-- START OF QUOTED PASSAGE --
A cornerstone of the applicant’s case all along has been that the site sits within the Kingston Opportunity Area, yet when the report and officer presenting came to consider the level of car parking allowed (the London Plan encourages car free in OAs and accessible town centres), Members were advised that it was equally possible that the site could be considered an ‘Outer’ London location, a category that affords a much higher parking ratio – allowing parking just about consistent with what the applicant proposes.

We do not dispute that the precise boundary for the OA is a matter for the LPA to determine in the future, but it is beyond the bounds of credibility that this site could be considered anything other than OA/town centre. Presenting a range of potential car parking maximums including that for the much more relaxed Outer London standard, when the GLA have said that the scheme should be car free presented a biased and unbalanced view. This will have misled Members into devaluing the weight they needed to apply to the GLA’s car parking objection.
-- END OF QUOTED PASSAGE --
-- START OF INFORMATION PROVIDED --
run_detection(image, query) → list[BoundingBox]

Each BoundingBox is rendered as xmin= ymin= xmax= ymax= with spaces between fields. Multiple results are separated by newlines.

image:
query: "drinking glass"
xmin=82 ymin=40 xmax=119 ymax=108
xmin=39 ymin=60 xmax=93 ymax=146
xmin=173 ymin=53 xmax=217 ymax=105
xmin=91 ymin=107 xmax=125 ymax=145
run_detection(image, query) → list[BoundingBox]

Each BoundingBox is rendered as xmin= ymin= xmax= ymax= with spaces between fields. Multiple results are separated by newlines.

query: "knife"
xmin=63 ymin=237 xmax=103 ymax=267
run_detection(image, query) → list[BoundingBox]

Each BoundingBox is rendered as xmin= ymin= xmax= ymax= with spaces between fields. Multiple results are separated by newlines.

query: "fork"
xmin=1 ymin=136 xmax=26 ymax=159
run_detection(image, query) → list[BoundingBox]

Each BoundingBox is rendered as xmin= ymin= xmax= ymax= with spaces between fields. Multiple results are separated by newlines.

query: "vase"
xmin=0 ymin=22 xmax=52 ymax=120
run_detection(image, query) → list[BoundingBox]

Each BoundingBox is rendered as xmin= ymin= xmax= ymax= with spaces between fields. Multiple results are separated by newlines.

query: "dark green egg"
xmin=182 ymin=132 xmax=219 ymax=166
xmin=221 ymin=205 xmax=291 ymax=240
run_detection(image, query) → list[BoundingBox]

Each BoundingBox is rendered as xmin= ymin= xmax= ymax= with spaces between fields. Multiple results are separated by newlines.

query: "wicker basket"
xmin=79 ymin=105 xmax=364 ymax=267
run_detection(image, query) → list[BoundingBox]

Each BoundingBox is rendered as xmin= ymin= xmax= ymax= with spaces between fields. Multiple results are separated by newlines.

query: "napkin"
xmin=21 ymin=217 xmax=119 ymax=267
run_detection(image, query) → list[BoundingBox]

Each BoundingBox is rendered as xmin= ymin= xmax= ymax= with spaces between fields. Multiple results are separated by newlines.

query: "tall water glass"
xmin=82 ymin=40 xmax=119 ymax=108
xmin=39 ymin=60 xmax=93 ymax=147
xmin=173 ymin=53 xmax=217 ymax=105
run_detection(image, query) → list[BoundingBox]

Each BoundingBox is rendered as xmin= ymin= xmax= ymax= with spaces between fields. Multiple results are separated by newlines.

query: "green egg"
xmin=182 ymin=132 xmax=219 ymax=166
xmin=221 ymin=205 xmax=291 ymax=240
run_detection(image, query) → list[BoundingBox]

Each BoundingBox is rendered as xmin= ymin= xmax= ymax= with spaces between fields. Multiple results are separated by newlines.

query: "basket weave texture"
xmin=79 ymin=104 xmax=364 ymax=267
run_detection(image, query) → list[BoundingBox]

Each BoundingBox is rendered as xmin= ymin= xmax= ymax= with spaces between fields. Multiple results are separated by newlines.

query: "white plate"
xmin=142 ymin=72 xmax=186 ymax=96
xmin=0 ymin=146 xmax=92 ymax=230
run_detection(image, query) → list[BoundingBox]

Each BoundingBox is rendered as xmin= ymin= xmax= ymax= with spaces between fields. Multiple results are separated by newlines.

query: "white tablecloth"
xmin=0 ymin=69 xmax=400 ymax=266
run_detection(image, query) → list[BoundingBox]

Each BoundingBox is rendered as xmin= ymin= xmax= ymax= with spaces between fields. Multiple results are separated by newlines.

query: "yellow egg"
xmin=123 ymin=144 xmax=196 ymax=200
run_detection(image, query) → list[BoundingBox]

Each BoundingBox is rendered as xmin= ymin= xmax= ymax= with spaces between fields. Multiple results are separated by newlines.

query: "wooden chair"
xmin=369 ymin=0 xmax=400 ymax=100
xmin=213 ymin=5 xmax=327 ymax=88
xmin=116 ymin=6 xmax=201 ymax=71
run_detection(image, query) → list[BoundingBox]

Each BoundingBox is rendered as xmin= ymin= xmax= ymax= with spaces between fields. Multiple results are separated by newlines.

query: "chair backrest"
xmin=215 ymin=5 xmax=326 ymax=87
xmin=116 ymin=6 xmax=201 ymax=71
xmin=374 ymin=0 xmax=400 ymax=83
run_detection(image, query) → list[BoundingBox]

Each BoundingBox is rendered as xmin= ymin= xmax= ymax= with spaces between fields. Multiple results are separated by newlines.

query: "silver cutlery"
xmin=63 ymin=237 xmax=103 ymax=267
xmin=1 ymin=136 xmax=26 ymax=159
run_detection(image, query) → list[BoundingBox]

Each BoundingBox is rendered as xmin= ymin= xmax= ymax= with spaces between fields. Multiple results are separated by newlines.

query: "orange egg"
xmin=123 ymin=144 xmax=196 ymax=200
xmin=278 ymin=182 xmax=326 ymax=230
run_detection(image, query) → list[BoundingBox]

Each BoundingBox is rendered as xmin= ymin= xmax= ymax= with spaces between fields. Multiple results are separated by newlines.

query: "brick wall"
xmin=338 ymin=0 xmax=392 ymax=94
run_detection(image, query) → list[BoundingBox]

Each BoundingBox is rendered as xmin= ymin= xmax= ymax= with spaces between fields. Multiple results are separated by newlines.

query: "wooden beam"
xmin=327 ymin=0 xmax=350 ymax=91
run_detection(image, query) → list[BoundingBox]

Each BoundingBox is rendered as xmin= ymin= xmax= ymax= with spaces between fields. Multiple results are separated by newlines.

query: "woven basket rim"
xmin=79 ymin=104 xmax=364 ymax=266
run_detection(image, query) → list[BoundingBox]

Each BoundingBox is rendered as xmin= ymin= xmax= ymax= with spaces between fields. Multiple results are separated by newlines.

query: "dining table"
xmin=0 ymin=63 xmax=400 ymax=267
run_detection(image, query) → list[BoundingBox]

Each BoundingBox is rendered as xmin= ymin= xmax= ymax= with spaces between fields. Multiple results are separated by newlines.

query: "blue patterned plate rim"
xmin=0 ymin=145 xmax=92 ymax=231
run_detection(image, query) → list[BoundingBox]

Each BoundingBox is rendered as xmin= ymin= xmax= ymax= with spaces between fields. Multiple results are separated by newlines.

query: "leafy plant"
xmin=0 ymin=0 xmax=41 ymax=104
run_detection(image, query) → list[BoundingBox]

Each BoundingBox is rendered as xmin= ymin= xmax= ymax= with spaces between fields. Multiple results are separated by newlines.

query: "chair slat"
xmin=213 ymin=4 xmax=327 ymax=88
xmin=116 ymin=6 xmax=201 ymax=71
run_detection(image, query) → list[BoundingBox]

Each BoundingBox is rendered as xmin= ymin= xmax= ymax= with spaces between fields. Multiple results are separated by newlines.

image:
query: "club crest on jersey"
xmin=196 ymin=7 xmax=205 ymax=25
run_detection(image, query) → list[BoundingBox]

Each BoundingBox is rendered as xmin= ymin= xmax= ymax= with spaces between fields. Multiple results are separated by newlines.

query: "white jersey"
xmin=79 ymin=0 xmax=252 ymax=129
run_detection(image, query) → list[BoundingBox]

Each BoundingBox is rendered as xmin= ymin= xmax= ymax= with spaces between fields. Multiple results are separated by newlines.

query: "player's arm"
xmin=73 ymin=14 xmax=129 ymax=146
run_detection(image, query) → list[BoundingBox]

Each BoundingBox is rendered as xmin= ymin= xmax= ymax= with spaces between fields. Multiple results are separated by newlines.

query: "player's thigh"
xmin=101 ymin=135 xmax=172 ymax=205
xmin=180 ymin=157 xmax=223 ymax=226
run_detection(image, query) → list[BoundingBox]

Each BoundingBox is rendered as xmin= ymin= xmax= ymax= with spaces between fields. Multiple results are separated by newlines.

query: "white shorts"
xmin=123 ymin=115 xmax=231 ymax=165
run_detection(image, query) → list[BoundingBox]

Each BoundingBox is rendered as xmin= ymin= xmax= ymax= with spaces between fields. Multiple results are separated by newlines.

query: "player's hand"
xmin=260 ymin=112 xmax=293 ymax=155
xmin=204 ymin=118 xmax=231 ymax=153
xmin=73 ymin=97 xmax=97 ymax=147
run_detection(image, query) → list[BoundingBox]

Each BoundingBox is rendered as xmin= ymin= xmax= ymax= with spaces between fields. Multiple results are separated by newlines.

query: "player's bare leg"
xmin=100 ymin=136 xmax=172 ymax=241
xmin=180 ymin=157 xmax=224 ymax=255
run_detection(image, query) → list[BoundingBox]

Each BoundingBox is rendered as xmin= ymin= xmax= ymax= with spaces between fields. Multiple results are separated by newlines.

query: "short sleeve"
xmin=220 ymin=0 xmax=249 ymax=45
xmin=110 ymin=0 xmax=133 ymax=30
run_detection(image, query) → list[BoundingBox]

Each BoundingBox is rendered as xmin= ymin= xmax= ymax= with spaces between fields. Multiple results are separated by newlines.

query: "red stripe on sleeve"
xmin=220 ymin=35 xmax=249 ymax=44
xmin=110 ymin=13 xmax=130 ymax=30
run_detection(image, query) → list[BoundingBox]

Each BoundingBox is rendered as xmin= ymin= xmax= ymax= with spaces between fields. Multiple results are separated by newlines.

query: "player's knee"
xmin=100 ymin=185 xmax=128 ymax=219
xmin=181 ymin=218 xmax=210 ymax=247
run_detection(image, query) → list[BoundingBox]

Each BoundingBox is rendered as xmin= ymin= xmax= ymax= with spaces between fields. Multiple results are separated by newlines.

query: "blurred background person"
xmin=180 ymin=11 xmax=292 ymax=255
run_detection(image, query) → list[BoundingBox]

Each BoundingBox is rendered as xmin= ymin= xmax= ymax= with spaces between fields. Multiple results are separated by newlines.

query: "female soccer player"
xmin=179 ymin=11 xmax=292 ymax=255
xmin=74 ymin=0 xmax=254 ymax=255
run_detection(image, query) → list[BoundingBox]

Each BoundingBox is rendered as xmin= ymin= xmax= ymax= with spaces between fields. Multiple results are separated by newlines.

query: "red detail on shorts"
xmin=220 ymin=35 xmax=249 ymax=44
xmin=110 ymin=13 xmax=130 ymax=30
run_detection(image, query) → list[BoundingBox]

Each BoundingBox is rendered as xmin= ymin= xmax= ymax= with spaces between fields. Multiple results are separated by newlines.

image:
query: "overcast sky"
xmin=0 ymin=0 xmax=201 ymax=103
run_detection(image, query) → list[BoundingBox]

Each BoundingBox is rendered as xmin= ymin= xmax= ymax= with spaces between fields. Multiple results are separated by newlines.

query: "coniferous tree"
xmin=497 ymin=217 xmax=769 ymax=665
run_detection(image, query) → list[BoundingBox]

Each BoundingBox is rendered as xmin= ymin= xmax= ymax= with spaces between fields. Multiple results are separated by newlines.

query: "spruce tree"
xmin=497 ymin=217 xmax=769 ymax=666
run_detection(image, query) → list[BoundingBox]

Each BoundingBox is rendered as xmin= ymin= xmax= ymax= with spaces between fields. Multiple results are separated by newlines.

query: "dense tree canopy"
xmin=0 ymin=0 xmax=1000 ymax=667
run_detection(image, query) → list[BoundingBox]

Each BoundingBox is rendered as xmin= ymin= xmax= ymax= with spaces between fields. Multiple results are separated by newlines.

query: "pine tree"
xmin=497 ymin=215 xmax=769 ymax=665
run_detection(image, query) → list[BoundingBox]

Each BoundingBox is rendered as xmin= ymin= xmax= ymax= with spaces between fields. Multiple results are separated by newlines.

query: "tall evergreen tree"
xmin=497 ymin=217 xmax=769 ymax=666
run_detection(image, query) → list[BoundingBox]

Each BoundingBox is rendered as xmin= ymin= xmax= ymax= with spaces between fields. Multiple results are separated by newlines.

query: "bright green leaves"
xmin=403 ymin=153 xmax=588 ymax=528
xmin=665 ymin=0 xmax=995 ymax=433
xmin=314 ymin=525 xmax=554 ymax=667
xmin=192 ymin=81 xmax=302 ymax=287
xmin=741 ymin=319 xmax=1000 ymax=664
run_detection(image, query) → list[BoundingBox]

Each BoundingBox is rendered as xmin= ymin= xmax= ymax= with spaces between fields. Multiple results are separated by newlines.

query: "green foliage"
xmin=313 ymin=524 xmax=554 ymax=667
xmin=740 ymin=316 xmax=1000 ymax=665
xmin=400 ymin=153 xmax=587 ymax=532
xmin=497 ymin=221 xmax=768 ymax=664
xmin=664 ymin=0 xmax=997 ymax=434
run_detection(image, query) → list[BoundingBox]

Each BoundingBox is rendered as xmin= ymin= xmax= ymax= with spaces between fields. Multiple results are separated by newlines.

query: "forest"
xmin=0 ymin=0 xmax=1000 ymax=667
-- END OF INFORMATION PROVIDED --
PROBLEM DETAILS:
List each distinct abbreviation in the parking objection above, treating singular and plural forms as one.

COMPLETE ANSWER:
OA (also written OAs), LPA, GLA